Below are records; reproduce exactly the lines from the one containing "In the photo above, where can the tree" through the end, both included, and only those.

Point-based annotation data
## begin
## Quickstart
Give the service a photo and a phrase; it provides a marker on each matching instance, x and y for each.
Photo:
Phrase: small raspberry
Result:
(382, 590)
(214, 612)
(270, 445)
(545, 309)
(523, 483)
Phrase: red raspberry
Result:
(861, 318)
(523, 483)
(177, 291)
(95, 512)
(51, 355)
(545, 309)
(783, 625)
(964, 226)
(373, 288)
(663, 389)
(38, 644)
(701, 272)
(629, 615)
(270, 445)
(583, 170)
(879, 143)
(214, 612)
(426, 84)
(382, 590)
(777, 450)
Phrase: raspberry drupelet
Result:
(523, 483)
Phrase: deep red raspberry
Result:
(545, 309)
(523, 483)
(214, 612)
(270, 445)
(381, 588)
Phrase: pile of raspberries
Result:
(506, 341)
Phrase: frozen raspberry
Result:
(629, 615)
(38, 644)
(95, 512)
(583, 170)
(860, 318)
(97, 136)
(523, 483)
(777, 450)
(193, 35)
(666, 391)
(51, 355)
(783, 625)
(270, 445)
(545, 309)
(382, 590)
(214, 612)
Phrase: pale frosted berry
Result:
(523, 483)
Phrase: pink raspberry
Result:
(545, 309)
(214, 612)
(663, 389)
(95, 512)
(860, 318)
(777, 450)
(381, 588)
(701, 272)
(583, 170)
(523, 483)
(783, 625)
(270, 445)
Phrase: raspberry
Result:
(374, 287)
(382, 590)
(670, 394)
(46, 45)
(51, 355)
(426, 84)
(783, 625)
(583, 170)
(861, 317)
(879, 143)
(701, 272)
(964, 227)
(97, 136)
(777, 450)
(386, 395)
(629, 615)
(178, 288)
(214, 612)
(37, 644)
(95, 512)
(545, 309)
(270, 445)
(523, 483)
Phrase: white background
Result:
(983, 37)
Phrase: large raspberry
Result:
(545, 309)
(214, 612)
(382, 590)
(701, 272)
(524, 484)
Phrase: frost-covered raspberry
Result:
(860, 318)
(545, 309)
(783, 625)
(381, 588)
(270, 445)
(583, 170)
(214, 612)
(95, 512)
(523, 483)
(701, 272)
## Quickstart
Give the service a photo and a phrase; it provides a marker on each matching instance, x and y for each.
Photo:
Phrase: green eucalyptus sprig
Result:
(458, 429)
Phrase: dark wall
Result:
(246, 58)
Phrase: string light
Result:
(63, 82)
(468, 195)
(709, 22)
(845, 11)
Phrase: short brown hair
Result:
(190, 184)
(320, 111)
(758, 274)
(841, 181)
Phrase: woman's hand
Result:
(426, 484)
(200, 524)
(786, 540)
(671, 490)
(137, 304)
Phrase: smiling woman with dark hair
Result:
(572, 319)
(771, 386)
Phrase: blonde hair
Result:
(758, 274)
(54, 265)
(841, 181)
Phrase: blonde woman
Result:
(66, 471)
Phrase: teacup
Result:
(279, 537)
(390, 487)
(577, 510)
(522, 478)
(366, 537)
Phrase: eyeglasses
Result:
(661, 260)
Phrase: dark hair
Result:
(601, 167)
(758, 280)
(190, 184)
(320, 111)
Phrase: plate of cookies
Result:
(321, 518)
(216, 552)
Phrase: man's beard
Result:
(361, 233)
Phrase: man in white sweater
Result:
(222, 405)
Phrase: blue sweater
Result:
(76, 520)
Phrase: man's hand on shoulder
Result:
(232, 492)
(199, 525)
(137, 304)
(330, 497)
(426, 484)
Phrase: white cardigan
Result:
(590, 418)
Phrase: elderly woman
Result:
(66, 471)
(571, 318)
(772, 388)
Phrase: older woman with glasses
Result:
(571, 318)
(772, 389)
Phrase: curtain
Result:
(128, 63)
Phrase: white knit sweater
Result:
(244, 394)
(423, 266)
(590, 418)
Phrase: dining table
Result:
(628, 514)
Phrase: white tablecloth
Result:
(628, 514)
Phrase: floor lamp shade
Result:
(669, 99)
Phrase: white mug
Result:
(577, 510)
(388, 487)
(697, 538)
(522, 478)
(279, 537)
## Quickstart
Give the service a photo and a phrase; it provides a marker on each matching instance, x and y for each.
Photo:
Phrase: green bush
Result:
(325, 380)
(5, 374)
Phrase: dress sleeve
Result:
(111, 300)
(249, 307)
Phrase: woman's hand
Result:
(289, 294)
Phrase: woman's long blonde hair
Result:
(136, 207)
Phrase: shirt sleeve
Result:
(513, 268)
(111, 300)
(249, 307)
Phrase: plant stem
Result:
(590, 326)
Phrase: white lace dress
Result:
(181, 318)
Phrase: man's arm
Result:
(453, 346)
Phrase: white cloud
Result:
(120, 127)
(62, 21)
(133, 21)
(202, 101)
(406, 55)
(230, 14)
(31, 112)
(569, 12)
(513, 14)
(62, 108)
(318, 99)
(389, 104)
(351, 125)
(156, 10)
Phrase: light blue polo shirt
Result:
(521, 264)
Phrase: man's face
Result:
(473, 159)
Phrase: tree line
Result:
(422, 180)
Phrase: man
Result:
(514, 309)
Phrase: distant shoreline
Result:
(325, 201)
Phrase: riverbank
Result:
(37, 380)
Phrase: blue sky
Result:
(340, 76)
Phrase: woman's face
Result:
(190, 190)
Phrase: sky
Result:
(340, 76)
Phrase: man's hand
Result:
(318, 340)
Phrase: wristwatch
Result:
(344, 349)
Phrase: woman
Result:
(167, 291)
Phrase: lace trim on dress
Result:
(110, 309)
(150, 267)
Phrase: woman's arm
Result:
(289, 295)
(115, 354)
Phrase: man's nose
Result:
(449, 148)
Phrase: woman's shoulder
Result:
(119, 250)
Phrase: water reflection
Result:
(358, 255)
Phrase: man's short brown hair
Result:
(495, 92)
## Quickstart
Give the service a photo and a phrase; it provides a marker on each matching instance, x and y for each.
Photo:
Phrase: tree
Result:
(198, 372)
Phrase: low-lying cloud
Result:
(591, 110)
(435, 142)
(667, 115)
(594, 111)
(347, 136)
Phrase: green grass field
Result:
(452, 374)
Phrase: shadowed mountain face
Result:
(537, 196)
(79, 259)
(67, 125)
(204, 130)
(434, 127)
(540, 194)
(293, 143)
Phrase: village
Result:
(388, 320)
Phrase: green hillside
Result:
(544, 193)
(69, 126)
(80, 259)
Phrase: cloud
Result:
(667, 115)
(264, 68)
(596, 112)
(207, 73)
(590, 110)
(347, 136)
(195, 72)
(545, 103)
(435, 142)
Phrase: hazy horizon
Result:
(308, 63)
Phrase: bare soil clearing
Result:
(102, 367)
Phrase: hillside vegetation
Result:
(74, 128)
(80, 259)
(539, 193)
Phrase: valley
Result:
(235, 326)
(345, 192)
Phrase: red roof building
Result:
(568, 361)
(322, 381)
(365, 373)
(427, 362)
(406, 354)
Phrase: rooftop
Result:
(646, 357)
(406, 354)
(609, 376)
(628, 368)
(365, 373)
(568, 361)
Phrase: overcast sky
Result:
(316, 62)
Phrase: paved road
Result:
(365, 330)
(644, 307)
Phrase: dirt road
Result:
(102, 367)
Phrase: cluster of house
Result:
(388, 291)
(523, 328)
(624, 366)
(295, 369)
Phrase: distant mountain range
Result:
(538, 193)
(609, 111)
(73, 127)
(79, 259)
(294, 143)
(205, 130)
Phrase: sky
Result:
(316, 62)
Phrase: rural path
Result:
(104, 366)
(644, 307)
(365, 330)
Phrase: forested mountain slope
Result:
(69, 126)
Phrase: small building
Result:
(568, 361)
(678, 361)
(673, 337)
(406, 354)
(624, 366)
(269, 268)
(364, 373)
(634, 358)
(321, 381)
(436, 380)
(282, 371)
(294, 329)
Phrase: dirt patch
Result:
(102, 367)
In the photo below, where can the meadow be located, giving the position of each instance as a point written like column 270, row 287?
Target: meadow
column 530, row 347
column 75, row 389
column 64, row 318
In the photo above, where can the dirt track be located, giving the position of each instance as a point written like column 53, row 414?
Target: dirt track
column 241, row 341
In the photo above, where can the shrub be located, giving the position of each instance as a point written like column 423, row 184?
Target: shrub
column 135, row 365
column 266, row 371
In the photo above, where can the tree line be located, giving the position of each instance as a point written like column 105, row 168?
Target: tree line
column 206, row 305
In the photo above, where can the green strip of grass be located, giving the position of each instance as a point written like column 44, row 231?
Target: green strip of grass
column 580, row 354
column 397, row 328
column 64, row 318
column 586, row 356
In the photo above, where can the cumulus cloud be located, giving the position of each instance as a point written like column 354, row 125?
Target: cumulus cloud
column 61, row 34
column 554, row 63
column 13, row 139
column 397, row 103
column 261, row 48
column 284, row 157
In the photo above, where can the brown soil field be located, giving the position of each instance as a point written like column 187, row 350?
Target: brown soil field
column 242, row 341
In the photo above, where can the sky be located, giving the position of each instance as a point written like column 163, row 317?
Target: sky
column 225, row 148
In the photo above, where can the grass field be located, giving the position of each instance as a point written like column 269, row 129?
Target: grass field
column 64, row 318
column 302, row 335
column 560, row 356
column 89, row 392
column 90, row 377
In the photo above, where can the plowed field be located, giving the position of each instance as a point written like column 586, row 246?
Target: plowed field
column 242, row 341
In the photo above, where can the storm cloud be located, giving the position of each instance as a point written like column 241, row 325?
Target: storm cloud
## end
Written solution =>
In the photo above, where can the tree line be located, giving the position of each instance as a point written like column 105, row 168?
Target: tree line
column 206, row 305
In the photo above, where can the green strip of grass be located, giving the position of each instance as a point written like column 44, row 231?
Target: green strip of grass
column 580, row 354
column 397, row 328
column 64, row 318
column 586, row 356
In the photo above, where can the cumulus cloud be located, giving the position of each instance as a point written like column 354, row 125?
Target: cumulus cloud
column 61, row 34
column 554, row 63
column 13, row 139
column 397, row 103
column 261, row 48
column 284, row 157
In the photo above, where can the brown soil field be located, giving the position of each instance as a point written like column 187, row 350?
Target: brown soil field
column 242, row 341
In the photo above, where can the sky be located, giving the position of each instance as a point written like column 163, row 317?
Target: sky
column 225, row 148
In the photo above, where can the grass field be located, giving the position of each instance as a point written like column 269, row 129?
Target: grass field
column 64, row 318
column 302, row 335
column 560, row 356
column 89, row 392
column 90, row 377
In the photo above, where can the plowed field be located, giving the position of each instance as a point written like column 586, row 246?
Target: plowed field
column 242, row 341
In the photo above, where can the storm cloud be located, giving the position of each instance as a point written like column 241, row 325?
Target: storm cloud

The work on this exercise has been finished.